■ EXERCISE DESCRIPTION
Quote the data below in full, please, without altering anything.

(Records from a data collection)

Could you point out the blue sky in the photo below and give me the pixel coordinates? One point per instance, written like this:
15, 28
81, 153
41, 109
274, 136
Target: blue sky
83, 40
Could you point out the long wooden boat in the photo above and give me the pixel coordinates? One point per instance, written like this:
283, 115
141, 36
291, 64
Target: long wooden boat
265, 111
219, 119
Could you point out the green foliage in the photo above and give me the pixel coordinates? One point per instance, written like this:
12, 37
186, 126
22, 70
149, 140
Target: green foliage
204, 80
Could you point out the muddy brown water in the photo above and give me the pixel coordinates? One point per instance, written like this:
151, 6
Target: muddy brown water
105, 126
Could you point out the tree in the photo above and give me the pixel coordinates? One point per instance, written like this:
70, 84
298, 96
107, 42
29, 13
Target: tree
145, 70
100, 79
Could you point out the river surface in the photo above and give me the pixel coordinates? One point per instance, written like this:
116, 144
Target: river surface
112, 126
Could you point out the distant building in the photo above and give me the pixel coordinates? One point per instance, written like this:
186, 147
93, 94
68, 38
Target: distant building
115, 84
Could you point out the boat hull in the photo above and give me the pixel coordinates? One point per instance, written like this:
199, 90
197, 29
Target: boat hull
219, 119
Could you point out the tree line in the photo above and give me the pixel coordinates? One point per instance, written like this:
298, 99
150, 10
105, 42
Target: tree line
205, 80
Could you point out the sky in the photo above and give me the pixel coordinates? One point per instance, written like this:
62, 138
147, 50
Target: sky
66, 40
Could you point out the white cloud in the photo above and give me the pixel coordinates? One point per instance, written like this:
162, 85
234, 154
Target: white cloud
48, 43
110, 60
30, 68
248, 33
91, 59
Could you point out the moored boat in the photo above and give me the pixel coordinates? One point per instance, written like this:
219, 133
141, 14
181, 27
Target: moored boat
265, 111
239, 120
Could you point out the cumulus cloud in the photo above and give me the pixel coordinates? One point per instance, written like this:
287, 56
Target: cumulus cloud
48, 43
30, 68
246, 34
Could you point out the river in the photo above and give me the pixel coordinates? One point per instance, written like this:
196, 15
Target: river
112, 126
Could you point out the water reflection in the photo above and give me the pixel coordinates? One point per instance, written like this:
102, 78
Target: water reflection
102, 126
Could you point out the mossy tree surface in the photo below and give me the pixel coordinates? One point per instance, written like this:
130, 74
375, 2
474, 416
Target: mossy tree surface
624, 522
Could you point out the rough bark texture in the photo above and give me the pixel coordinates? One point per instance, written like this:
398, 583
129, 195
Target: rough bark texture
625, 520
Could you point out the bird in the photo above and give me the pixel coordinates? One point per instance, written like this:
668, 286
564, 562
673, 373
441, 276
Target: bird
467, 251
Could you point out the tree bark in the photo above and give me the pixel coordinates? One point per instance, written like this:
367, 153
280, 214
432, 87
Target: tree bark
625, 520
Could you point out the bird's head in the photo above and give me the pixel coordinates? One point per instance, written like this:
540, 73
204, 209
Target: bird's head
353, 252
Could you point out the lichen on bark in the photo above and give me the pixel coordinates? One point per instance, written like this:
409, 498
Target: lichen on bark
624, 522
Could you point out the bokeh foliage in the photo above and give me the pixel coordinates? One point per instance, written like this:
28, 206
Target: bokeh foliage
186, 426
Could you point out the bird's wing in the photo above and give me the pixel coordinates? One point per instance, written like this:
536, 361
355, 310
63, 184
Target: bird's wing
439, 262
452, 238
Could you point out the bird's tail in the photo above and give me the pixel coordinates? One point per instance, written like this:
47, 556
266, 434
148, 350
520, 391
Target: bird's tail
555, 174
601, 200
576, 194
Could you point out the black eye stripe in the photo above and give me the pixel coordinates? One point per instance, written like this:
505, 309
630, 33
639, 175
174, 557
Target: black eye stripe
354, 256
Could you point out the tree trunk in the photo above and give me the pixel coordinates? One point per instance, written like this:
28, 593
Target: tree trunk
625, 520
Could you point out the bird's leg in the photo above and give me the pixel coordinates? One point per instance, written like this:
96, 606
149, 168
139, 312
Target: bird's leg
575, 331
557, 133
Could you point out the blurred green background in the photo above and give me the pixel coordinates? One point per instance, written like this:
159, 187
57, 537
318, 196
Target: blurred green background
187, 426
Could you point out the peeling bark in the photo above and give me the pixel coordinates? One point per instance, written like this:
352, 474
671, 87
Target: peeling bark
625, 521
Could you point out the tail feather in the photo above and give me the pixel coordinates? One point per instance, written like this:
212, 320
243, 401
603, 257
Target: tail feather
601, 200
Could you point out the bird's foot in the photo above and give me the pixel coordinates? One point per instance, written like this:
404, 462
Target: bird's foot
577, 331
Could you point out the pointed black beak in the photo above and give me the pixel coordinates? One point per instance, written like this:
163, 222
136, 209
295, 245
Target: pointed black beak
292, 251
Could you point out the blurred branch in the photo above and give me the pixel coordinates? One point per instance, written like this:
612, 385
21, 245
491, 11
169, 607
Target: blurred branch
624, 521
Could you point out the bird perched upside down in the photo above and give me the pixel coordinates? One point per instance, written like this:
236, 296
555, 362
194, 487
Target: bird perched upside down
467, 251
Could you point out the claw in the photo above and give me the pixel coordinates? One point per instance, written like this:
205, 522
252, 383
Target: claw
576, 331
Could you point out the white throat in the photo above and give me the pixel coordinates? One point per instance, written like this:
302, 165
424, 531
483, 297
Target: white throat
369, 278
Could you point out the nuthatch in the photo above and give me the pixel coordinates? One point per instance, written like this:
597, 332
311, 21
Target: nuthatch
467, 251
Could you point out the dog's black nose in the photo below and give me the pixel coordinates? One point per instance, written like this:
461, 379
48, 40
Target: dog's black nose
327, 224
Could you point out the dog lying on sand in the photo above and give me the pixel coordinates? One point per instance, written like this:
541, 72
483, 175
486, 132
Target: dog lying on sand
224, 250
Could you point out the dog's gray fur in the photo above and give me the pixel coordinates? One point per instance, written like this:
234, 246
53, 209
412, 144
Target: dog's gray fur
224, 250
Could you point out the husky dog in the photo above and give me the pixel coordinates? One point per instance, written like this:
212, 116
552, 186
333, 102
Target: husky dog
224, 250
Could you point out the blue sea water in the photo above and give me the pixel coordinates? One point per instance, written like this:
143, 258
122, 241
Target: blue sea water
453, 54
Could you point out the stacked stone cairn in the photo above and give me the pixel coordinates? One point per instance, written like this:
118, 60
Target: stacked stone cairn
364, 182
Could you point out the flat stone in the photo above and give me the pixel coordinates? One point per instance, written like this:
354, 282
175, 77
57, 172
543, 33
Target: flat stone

■ THE ANSWER
Could you point out the blue sky in the photo below and give me the pixel coordinates? One point per instance, written like this:
15, 28
81, 153
41, 109
274, 136
Target: blue sky
83, 40
Could you point out the long wooden boat in the photo above and give me the pixel coordinates? One point per instance, written like this:
283, 115
141, 36
291, 64
Target: long wooden boat
265, 111
219, 119
Could you point out the green foliage in the photo above and give me the pixel coordinates? One point per instance, written like this:
12, 37
186, 126
22, 70
149, 140
Target: green foliage
204, 80
Could you point out the muddy brown water in the photo above and give me the pixel coordinates? One point per instance, written like this:
151, 6
Target: muddy brown water
105, 126
Could you point out the tree in the photo above and give me the pixel coordinates? One point per instance, written like this:
70, 84
298, 96
107, 42
29, 13
Target: tree
145, 70
100, 79
Could you point out the river surface in the photo above and give me the pixel coordinates? One point per instance, written like this:
116, 144
Target: river surface
112, 126
Could you point out the distant building in the photo above and give me the pixel coordinates? One point per instance, written like this:
186, 147
93, 94
68, 38
Target: distant building
115, 84
Could you point out the boat hull in the photo above and give me the pixel coordinates? One point per instance, written like this:
199, 90
197, 29
Target: boat hull
219, 119
Could you point out the tree line in the photo above and give me the pixel coordinates? One point per instance, written like this:
298, 99
150, 10
105, 42
Target: tree line
205, 80
Could you point out the sky in the photo above and give me the pixel coordinates? One point per instance, written like this:
62, 138
147, 50
Target: sky
66, 40
Could you point out the white cloud in the photo above and give me the pixel coordinates? One point per instance, written like this:
162, 85
234, 154
Target: white cloud
48, 43
110, 60
30, 68
248, 33
91, 59
Could you point out the moored boat in the photo above and give me the pixel coordinates? One point per instance, written like this:
219, 133
141, 14
181, 27
Target: moored boat
265, 111
239, 120
Could you point out the cumulus cloud in the photo above and give me the pixel coordinates? One point per instance, written like this:
287, 56
Target: cumulus cloud
48, 43
30, 68
246, 34
Could you point out the river in the photo above and give me the pixel coordinates? One point per instance, written like this:
196, 15
Target: river
112, 126
Could you point out the water reflection in the photo above and give me the pixel coordinates? One point per instance, written like this:
102, 78
Target: water reflection
102, 126
Could you point out the mossy tree surface in the photo below and give me the pixel coordinates? One point per instance, written like this:
130, 74
375, 2
474, 416
Target: mossy tree surface
624, 522
Could you point out the rough bark texture in the photo above and give me the pixel coordinates? One point per instance, written like this:
398, 583
129, 195
Target: rough bark texture
625, 520
Could you point out the bird in the photo above and give me the pixel coordinates? One point per instance, written like this:
668, 286
564, 562
673, 373
441, 276
Target: bird
467, 251
Could you point out the tree bark in the photo above and give me the pixel coordinates? One point per instance, written like this:
367, 153
280, 214
432, 87
Target: tree bark
625, 520
Could you point out the bird's head in the photo above and give me the pixel coordinates? One point per instance, written like this:
540, 73
204, 209
Target: bird's head
353, 252
Could you point out the lichen on bark in the photo above and give me the pixel coordinates? One point per instance, written like this:
409, 498
Target: lichen on bark
624, 522
Could you point out the bokeh foliage in the photo above and give me the pixel coordinates? One point per instance, written like this:
28, 206
Target: bokeh foliage
186, 426
Could you point out the bird's wing in the photo above and give me the pixel coordinates? One point per instance, written like this:
536, 361
355, 310
63, 184
Target: bird's wing
439, 262
452, 238
Could you point out the bird's tail in the photo above and give me the pixel coordinates? One point per instance, written like this:
47, 556
266, 434
148, 350
520, 391
Target: bird's tail
555, 174
601, 200
576, 194
Could you point out the black eye stripe in the photo above and give me the pixel coordinates? One point per instance, written like this:
505, 309
630, 33
639, 175
174, 557
Target: black eye stripe
354, 256
Could you point out the tree trunk in the photo above and give me the pixel coordinates? One point per instance, written like this:
28, 593
Target: tree trunk
625, 520
Could you point out the bird's leg in the photo above and give me the pixel coordinates? One point per instance, written like this:
96, 606
149, 168
139, 312
Target: bird's leg
575, 331
557, 133
Could you point out the blurred green background in the photo above and give me the pixel coordinates? One point per instance, written like this:
159, 187
57, 537
318, 196
Target: blurred green background
187, 426
Could you point out the peeling bark in the photo above and give me the pixel coordinates? One point per instance, written like this:
352, 474
671, 87
Target: peeling bark
625, 521
Could you point out the tail feather in the photo above and give me the pixel coordinates? One point per instance, written like this:
212, 320
243, 401
603, 257
Target: tail feather
601, 200
Could you point out the bird's foot in the photo above and give me the pixel coordinates? One point per instance, written like this:
404, 462
Target: bird's foot
577, 331
Could you point out the pointed black beak in the photo above and give me the pixel coordinates? One point per instance, written like this:
163, 222
136, 209
295, 245
Target: pointed black beak
292, 251
Could you point out the blurred branch in the photo above and give me the pixel coordinates? One point per instance, written like this:
612, 385
21, 245
491, 11
169, 607
Target: blurred branch
624, 521
Could you point out the bird perched upside down in the photo above and give me the pixel coordinates? One point per instance, written like this:
236, 296
555, 362
194, 487
Target: bird perched upside down
467, 251
Could you point out the claw in the photo above and give me the pixel coordinates? One point per instance, written like this:
205, 522
252, 383
Target: claw
576, 331
Could you point out the white throat in the photo above and give me the pixel coordinates? One point per instance, written like this:
302, 165
424, 531
483, 297
Target: white throat
369, 278
Could you point out the nuthatch in the photo above and give me the pixel coordinates? One point per instance, written like this:
597, 332
311, 21
Target: nuthatch
467, 251
Could you point out the dog's black nose in the photo below and give me the pixel coordinates? One point per instance, written like this:
461, 379
48, 40
Target: dog's black nose
327, 224
Could you point out the dog lying on sand in the photo above and give me the pixel coordinates? One point per instance, written like this:
541, 72
483, 175
486, 132
Target: dog lying on sand
224, 250
Could you point out the dog's gray fur in the photo above and give me the pixel coordinates? One point per instance, written like this:
234, 246
53, 209
412, 144
Target: dog's gray fur
224, 250
Could you point out the husky dog in the photo above and give me the pixel coordinates? One point per instance, written like this:
212, 116
552, 186
333, 102
Target: husky dog
224, 250
Could you point out the blue sea water in the photo above and give me the pixel coordinates? One point per instance, written like this:
143, 258
122, 241
Target: blue sea water
453, 54
Could you point out the stacked stone cairn in the photo above and give me the pixel coordinates? One point per instance, written like this:
118, 60
Target: stacked stone cairn
364, 182
Could you point out the flat stone in the photo above and give me the pixel coordinates? One point per instance, written like this:
354, 282
175, 77
57, 172
543, 33
Target: flat stone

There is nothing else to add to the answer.